* INSTRUCTIONS TO FOLLOW *
Your task is to extract the lines from the one holding "Target: low brick garden wall" through the end of the material. Set them down exactly and add nothing.

# START OF SOURCE RECORDS

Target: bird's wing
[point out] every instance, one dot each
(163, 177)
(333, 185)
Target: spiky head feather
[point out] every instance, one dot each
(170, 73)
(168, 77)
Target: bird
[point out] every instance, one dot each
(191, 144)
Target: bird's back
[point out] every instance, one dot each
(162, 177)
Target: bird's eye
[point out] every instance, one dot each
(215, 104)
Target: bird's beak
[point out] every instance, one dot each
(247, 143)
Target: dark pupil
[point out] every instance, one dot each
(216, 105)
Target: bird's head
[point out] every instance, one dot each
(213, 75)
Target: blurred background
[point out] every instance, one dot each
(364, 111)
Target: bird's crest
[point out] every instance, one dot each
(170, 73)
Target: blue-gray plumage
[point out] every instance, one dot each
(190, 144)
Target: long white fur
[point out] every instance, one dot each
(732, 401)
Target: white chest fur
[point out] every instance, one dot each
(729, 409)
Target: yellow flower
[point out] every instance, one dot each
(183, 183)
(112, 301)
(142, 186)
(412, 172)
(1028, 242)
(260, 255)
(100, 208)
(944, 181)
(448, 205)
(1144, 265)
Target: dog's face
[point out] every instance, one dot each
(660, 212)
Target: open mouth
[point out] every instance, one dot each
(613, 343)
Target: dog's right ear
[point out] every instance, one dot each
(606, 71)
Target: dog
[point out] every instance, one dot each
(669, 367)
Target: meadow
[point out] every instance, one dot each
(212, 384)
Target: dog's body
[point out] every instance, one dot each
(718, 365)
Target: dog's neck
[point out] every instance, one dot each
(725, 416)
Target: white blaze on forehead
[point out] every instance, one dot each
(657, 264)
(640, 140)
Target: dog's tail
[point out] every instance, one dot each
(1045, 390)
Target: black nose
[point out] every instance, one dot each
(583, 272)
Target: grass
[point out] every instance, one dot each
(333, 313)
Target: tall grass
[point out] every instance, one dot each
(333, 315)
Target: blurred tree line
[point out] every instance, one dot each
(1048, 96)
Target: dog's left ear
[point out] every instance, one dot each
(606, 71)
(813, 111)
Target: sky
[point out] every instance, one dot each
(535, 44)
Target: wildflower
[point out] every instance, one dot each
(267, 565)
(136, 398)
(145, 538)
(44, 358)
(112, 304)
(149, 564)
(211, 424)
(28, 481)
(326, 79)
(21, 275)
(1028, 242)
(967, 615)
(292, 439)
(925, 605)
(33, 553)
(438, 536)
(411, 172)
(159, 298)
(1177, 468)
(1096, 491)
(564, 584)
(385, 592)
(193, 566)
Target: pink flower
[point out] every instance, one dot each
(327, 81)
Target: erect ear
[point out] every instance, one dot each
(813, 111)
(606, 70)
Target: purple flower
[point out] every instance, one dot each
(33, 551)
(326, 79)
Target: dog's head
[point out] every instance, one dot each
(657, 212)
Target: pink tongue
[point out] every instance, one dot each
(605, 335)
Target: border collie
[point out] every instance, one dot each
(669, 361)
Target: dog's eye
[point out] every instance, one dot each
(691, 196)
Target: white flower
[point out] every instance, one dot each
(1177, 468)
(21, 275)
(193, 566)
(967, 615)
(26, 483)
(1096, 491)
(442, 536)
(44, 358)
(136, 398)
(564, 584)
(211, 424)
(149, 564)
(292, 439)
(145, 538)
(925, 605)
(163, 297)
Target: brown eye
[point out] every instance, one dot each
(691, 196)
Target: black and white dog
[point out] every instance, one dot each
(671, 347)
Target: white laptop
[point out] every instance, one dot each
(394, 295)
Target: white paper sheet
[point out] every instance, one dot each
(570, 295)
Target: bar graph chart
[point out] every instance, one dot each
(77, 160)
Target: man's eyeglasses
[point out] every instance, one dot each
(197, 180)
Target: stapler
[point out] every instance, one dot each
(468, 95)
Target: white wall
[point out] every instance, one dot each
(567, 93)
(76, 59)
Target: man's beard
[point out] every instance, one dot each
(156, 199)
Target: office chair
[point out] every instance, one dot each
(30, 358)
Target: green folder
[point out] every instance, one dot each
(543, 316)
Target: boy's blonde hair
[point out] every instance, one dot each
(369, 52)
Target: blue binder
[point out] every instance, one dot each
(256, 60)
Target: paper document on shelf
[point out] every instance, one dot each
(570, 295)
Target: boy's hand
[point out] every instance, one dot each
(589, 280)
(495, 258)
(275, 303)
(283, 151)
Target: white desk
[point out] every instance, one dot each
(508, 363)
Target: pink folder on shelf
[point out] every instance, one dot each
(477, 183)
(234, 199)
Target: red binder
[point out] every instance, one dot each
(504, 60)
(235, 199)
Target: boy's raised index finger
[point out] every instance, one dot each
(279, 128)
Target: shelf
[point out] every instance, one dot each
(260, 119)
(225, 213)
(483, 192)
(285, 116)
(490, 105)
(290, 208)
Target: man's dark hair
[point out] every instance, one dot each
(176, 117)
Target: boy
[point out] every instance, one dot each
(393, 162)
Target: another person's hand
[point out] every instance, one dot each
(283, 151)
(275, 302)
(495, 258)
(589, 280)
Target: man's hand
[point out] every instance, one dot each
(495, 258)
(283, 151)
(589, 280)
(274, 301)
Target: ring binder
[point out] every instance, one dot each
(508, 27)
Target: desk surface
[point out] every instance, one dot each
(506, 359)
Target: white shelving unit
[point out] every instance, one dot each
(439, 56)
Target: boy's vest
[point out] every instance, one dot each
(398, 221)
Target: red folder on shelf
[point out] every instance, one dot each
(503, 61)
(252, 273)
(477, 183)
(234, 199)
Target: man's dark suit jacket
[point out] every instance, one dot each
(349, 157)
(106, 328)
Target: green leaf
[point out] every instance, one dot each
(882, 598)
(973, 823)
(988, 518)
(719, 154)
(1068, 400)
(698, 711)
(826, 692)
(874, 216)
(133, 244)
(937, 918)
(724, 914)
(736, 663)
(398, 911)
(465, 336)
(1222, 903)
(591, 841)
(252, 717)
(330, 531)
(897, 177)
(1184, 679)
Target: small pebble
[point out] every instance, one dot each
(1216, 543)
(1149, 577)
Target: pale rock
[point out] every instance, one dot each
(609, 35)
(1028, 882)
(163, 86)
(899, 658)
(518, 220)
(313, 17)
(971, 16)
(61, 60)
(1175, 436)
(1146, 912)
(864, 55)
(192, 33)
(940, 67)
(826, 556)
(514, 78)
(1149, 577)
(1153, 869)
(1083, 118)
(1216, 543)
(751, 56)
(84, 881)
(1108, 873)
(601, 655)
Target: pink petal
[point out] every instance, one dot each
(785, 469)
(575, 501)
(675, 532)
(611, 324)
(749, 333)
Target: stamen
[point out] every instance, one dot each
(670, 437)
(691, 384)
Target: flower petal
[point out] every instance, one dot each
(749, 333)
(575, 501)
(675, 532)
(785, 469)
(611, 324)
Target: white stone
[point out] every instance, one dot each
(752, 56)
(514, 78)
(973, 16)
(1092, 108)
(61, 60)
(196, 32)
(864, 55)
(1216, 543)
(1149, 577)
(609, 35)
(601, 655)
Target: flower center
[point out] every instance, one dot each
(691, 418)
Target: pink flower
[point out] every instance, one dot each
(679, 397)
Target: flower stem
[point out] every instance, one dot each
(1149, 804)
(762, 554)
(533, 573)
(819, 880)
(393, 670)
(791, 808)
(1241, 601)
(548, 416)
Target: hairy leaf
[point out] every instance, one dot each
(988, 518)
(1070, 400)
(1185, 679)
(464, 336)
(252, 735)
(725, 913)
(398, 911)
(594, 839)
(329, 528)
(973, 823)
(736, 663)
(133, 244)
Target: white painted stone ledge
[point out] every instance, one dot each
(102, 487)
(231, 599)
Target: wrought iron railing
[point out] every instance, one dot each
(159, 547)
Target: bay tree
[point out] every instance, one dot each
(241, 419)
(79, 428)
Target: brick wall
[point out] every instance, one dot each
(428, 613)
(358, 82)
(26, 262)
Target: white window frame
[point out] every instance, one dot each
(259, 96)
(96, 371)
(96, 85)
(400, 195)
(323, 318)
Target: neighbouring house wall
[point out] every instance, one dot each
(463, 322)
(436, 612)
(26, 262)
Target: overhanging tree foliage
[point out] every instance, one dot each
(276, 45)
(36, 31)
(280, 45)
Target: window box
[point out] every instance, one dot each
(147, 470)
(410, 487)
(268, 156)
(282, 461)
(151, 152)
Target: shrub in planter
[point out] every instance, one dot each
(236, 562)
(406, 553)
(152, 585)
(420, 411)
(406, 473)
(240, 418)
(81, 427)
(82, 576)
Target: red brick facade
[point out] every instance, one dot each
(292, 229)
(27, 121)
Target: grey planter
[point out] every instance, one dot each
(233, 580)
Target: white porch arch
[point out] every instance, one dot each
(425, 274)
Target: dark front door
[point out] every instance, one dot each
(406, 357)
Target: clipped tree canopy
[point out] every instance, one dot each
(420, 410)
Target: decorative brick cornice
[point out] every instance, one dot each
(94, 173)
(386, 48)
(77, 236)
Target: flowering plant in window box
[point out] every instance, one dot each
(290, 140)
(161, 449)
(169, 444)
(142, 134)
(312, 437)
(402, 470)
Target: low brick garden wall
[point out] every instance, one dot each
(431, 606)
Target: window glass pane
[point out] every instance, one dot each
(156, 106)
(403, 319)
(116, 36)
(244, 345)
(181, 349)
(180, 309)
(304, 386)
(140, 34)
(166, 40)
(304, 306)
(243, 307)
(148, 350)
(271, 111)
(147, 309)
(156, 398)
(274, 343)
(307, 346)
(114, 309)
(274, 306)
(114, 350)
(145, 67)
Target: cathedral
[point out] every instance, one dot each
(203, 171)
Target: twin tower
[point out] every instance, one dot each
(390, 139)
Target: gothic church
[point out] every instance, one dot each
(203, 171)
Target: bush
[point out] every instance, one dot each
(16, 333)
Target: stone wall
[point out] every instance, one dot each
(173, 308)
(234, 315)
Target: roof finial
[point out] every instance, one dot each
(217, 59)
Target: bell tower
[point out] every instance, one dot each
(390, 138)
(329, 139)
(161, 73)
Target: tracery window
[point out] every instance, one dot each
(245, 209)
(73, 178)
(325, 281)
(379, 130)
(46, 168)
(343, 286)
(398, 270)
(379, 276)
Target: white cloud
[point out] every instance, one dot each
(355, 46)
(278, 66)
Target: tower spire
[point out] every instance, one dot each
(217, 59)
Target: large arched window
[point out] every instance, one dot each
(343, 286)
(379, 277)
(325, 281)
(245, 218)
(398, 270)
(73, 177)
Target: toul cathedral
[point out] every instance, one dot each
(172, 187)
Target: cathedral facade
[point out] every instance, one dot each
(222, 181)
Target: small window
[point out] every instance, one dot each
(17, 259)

# END OF SOURCE RECORDS

* ANSWER TO THE PROBLEM *
Target: low brick garden wall
[point out] every instance, one dot each
(431, 606)
Target: window glass pane
[point out] every instance, one dot each
(156, 106)
(403, 319)
(116, 36)
(244, 345)
(181, 349)
(180, 309)
(304, 386)
(140, 34)
(166, 40)
(304, 306)
(243, 307)
(148, 350)
(271, 111)
(147, 309)
(156, 398)
(274, 343)
(307, 346)
(114, 309)
(274, 306)
(114, 350)
(145, 67)
Target: cathedral
[point out] every instance, one dot each
(203, 171)
Target: twin tower
[point out] every instance, one dot each
(390, 139)
Target: gothic church
[point out] every instance, one dot each
(203, 171)
Target: bush
[point out] every instance, one dot each
(16, 333)
Target: stone wall
[point out] every instance, one dot each
(173, 308)
(234, 315)
Target: roof finial
[point out] every instance, one dot each
(217, 59)
Target: bell tower
[point out] every instance, one dot each
(390, 138)
(329, 139)
(161, 73)
Target: tracery window
[point out] every instance, one dot each
(245, 209)
(73, 178)
(325, 281)
(379, 130)
(46, 168)
(343, 286)
(398, 270)
(379, 276)
Target: white cloud
[point out] every instance, one dot each
(355, 46)
(278, 66)
Target: tower spire
[point out] every instance, one dot each
(217, 59)
Target: large arched window
[point out] every instance, one dot each
(343, 286)
(379, 277)
(325, 281)
(245, 218)
(398, 270)
(73, 177)
Target: toul cathedral
[point out] every instance, one dot each
(172, 187)
Target: cathedral facade
[point out] every instance, one dot each
(222, 181)
Target: small window
[point out] every instance, one dot each
(17, 259)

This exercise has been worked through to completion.